What is expected.
Reproduce the portion of the Hibou TV Show text below, starting at "Halfway between a" and ending at "exegesis of television.".

Text to read.
◇ ◇ ◇ ◇ ◇ ◇ ◇

Hibou TV Show
A proposition by Jean-Alain Corre with the collaboration of Gaëlle Obiégly
On the stage of an abandoned television studio, a semblance of Alf¹ lies, suspended in the uncertainty of a possible return to the airwaves. A limp effigy of a somewhat outdated—and controversial—television star, the muppet appears as a rebus of a television activity held in abeyance, awaiting its potential revival. Within a scenography composed of floating textiles², a studio table made of pizza boxes, a series of screens broadcasting images from the Hibou TV channel and its prime show, abandoned costumes scattered here and there, and an unoccupied technical control room, a liminal environment unfolds, awkwardly inhabited by the familiar figure of the alien.
Halfway between a talk-show set and an installation, Jean-Alain Corre’s new proposal at Bétonsalon invites both reverie and action. Caught between the nostalgia of a mass medium facing imminent obsolescence and a desire to invest in and extend the televisual realm, the exhibition presents the remains of the Hibou TV Show³, a phantasmagorical program co-written with author Gaëlle Obiégly, where Alf, a grandmother, a pizza delivery man becoming a TV host, old commercials, news, love, work, and the stars all coexist. By adopting the form of a talk-show —an entirely television format centered on the act of conversation itself (the talk is the show)—Jean-Alain Corre pursues a poetic, fumbling, and chatty exegesis of television.
“Hibou TV Show” follows in the footsteps of “public-access television”, developed by artist collectives in the 1970s, particularly in the United States. The television set becomes both a resonating platform for social and political issues rarely covered by mainstream channels, and a laboratory for experimental forms at the intersection of different media genres⁴. Claiming a certain DIY aesthetic and a playful, irreverent humor, these collectives embrace distortion, disruption, and the scrambling of the video signal. By parodying certain popular programs, spectacularizing artistic performances, and incorporating “off-screen” elements that reveal what goes on behind the scenes and the technical team, they expose the mechanics of image production in all their materiality and visual grammar.

◇ ◇ ◇ ◇ ◇ ◇ ◇

Dataset excerpts.
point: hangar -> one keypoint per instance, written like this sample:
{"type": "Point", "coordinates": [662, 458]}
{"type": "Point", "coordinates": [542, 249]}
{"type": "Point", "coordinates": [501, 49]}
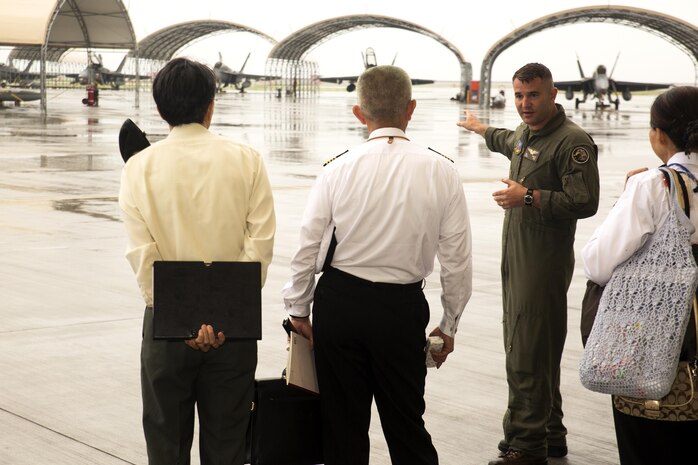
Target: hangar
{"type": "Point", "coordinates": [287, 58]}
{"type": "Point", "coordinates": [676, 31]}
{"type": "Point", "coordinates": [52, 27]}
{"type": "Point", "coordinates": [162, 45]}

◇ ◇ ◇ ◇ ◇ ◇ ◇

The reply.
Halfway between a talk-show set and an installation, Jean-Alain Corre’s new proposal at Bétonsalon invites both reverie and action. Caught between the nostalgia of a mass medium facing imminent obsolescence and a desire to invest in and extend the televisual realm, the exhibition presents the remains of the Hibou TV Show³, a phantasmagorical program co-written with author Gaëlle Obiégly, where Alf, a grandmother, a pizza delivery man becoming a TV host, old commercials, news, love, work, and the stars all coexist. By adopting the form of a talk-show —an entirely television format centered on the act of conversation itself (the talk is the show)—Jean-Alain Corre pursues a poetic, fumbling, and chatty exegesis of television.